[Saved data entries]
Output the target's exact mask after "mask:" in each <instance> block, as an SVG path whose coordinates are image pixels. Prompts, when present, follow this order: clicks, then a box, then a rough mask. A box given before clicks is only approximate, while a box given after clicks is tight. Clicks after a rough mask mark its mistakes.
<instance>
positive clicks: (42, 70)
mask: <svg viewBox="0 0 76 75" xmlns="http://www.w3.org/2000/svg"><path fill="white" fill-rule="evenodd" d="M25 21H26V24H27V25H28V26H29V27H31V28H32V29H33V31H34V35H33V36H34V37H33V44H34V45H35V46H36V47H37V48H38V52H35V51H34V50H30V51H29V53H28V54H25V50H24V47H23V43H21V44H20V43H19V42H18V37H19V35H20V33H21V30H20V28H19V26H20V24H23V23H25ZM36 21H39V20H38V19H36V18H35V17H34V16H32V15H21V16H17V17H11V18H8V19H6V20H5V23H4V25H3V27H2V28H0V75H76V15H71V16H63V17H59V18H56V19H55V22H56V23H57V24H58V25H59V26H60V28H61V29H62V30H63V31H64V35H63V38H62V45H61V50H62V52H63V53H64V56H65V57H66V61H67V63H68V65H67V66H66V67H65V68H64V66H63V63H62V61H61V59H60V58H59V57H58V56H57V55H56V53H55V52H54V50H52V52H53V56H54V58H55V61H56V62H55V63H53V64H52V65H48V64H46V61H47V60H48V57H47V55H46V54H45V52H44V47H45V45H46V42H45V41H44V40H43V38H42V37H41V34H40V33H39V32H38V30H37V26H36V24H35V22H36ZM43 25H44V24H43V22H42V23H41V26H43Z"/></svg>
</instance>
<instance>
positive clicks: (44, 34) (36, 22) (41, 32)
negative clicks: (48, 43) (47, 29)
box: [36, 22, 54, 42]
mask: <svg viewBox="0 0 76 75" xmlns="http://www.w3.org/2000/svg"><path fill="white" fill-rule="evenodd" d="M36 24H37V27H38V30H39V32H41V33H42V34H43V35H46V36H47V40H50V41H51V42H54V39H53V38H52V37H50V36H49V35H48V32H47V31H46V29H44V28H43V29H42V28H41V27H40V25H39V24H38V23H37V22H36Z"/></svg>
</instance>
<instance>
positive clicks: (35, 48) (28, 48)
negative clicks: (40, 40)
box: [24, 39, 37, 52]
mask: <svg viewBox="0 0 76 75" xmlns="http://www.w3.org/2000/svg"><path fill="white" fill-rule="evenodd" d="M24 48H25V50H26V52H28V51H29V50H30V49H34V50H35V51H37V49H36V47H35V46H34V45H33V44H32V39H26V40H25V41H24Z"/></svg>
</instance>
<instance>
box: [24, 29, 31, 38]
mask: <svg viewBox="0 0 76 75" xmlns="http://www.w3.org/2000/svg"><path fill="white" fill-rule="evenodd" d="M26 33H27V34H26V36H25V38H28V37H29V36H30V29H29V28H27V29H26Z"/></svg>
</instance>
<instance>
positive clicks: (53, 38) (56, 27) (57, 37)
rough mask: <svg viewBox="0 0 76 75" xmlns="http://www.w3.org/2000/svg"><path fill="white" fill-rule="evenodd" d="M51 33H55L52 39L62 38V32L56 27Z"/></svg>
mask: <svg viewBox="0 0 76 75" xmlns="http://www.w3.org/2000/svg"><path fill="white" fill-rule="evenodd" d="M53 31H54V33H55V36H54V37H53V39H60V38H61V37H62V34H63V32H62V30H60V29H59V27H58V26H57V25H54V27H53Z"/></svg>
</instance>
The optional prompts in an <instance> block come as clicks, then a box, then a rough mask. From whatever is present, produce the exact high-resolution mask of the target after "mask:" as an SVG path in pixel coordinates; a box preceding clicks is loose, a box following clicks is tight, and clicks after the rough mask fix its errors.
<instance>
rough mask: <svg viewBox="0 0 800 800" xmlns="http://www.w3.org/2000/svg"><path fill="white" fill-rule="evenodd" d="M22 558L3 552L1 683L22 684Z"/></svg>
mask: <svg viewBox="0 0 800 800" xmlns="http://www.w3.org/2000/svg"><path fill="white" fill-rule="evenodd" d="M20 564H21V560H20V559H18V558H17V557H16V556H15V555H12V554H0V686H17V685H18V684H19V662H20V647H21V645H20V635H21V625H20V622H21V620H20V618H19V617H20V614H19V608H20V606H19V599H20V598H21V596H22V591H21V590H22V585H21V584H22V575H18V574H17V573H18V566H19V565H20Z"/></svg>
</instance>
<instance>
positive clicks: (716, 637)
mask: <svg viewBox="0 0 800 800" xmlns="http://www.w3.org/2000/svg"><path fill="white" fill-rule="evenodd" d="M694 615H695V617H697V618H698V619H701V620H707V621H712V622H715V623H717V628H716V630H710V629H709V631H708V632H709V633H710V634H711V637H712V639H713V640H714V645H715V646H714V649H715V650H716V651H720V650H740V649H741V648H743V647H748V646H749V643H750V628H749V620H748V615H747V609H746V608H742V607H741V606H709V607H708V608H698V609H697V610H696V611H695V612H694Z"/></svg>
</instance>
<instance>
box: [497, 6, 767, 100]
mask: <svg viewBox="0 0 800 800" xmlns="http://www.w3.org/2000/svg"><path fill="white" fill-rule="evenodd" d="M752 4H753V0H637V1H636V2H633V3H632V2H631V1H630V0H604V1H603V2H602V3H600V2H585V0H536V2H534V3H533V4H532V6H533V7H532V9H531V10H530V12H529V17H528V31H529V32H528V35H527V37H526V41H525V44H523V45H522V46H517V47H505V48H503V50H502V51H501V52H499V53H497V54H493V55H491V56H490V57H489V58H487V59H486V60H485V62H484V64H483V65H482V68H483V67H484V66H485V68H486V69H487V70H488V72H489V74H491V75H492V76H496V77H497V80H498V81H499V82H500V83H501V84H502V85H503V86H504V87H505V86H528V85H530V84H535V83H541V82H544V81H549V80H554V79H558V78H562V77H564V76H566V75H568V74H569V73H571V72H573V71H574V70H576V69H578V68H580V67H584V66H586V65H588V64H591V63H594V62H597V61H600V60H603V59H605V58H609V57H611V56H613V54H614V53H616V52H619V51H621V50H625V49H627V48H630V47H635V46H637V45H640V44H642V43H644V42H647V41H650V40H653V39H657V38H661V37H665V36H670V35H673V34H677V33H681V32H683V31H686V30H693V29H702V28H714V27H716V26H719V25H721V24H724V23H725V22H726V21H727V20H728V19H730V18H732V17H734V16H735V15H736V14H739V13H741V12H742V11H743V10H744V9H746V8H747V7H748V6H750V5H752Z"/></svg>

YOUR ASSIGNMENT: However many lines the data holds, return each one exactly.

RESULT:
Output the target's exact mask after "mask:" in each <instance> block, as an SVG path whose coordinates are image pixels. Prompts, when present, follow this order: clicks, then a box, then a rough mask. A box given before clicks is only approximate, while a box given after clicks is tight. Clicks after a rough mask mark its mistakes.
<instance>
positive clicks: (42, 70)
mask: <svg viewBox="0 0 76 75" xmlns="http://www.w3.org/2000/svg"><path fill="white" fill-rule="evenodd" d="M25 21H26V24H27V25H28V26H29V27H31V28H32V29H33V31H34V35H33V36H34V37H33V44H34V45H35V46H36V47H37V48H38V52H35V51H34V50H30V51H29V53H28V54H25V50H24V47H23V43H21V44H20V43H19V42H18V37H19V35H20V33H21V30H20V28H19V26H20V24H23V23H25ZM36 21H39V20H38V19H36V18H35V17H34V16H32V15H21V16H17V17H11V18H8V19H6V20H5V23H4V25H3V27H2V28H0V75H76V15H71V16H63V17H59V18H56V19H55V22H56V23H57V24H58V25H59V26H60V28H61V29H62V30H63V31H64V35H63V38H62V45H61V50H62V52H63V53H64V56H65V57H66V61H67V63H68V65H67V66H66V67H65V68H64V66H63V63H62V61H61V59H60V58H59V57H58V56H57V55H56V53H55V52H54V50H52V52H53V56H54V58H55V61H56V62H55V63H53V64H52V65H48V64H46V61H47V60H48V57H47V55H46V54H45V52H44V47H45V45H46V42H45V41H44V40H43V38H42V37H41V34H40V33H39V32H38V30H37V26H36V24H35V22H36ZM43 25H44V24H43V22H42V23H41V26H43Z"/></svg>
</instance>
<instance>
positive clicks: (44, 34) (36, 22) (41, 32)
negative clicks: (48, 43) (47, 29)
box: [36, 22, 54, 42]
mask: <svg viewBox="0 0 76 75" xmlns="http://www.w3.org/2000/svg"><path fill="white" fill-rule="evenodd" d="M36 24H37V27H38V30H39V32H41V33H42V34H43V35H46V36H47V40H50V41H51V42H54V39H53V38H52V37H50V36H49V35H48V32H47V31H46V29H44V28H43V29H42V28H41V27H40V25H39V24H38V23H37V22H36Z"/></svg>
</instance>
<instance>
positive clicks: (35, 48) (28, 48)
negative clicks: (40, 40)
box: [24, 39, 37, 52]
mask: <svg viewBox="0 0 76 75" xmlns="http://www.w3.org/2000/svg"><path fill="white" fill-rule="evenodd" d="M24 48H25V50H26V52H28V51H29V50H30V49H34V50H35V51H37V49H36V47H35V46H34V45H33V44H32V39H26V40H25V41H24Z"/></svg>
</instance>
<instance>
box: [24, 29, 31, 38]
mask: <svg viewBox="0 0 76 75" xmlns="http://www.w3.org/2000/svg"><path fill="white" fill-rule="evenodd" d="M26 33H27V34H26V36H25V38H28V37H29V36H30V29H29V28H27V29H26Z"/></svg>
</instance>
<instance>
positive clicks: (53, 38) (56, 27) (57, 37)
rough mask: <svg viewBox="0 0 76 75" xmlns="http://www.w3.org/2000/svg"><path fill="white" fill-rule="evenodd" d="M51 33H55L52 39L62 38V32L56 27Z"/></svg>
mask: <svg viewBox="0 0 76 75" xmlns="http://www.w3.org/2000/svg"><path fill="white" fill-rule="evenodd" d="M53 31H54V33H55V36H54V37H53V39H60V38H61V37H62V34H63V32H62V30H60V29H59V27H58V26H57V25H54V27H53Z"/></svg>
</instance>
The optional prompts in an <instance> block come as clicks, then a box, then a rough mask. From whatever is present, produce the exact high-resolution mask of the target after "mask:" as an SVG path in pixel coordinates; a box preceding clicks is loose, a box following clicks is tight, and clicks after the rough mask fix its errors.
<instance>
rough mask: <svg viewBox="0 0 800 800" xmlns="http://www.w3.org/2000/svg"><path fill="white" fill-rule="evenodd" d="M22 558L3 552L1 683L22 684Z"/></svg>
mask: <svg viewBox="0 0 800 800" xmlns="http://www.w3.org/2000/svg"><path fill="white" fill-rule="evenodd" d="M20 564H21V560H20V559H18V558H17V557H16V556H15V555H12V554H0V686H17V685H18V684H19V662H20V647H21V645H20V635H21V625H20V622H21V620H20V618H19V617H20V614H19V608H20V606H19V599H20V598H21V596H22V591H21V590H22V585H21V584H22V575H18V574H17V573H18V566H19V565H20Z"/></svg>
</instance>
<instance>
positive clicks: (716, 637)
mask: <svg viewBox="0 0 800 800" xmlns="http://www.w3.org/2000/svg"><path fill="white" fill-rule="evenodd" d="M694 615H695V617H697V618H698V619H701V620H707V621H712V622H715V623H717V628H716V630H710V629H709V631H708V632H709V633H710V634H711V637H712V639H713V640H714V645H715V646H714V649H715V650H716V651H720V650H740V649H741V648H743V647H748V646H749V643H750V628H749V620H748V615H747V609H746V608H742V607H741V606H709V607H708V608H698V609H697V610H696V611H695V612H694Z"/></svg>
</instance>
<instance>
box: [497, 6, 767, 100]
mask: <svg viewBox="0 0 800 800" xmlns="http://www.w3.org/2000/svg"><path fill="white" fill-rule="evenodd" d="M752 4H753V0H637V1H636V2H633V3H632V2H631V1H630V0H604V1H603V2H602V3H600V2H585V0H536V2H534V3H533V4H532V6H533V7H532V9H531V10H530V12H529V17H528V31H529V32H528V35H527V37H526V41H525V44H523V45H522V46H517V47H505V48H503V50H502V51H501V52H499V53H497V54H493V55H491V56H490V57H489V58H487V59H486V60H485V62H484V64H483V65H482V68H483V67H484V66H485V68H486V69H487V70H488V72H489V74H491V75H492V76H496V77H497V80H498V81H499V82H500V83H501V84H502V85H503V86H504V87H505V86H528V85H530V84H535V83H541V82H544V81H549V80H554V79H558V78H562V77H564V76H566V75H568V74H569V73H571V72H573V71H574V70H576V69H578V68H580V67H584V66H586V65H588V64H591V63H594V62H597V61H600V60H603V59H605V58H609V57H611V56H613V54H614V53H616V52H619V51H621V50H625V49H627V48H630V47H635V46H637V45H640V44H642V43H644V42H647V41H650V40H653V39H657V38H661V37H665V36H670V35H673V34H677V33H681V32H683V31H686V30H693V29H702V28H714V27H716V26H719V25H721V24H724V23H725V22H726V21H727V20H728V19H730V18H732V17H734V16H735V15H736V14H739V13H741V12H742V11H743V10H744V9H746V8H747V7H748V6H750V5H752Z"/></svg>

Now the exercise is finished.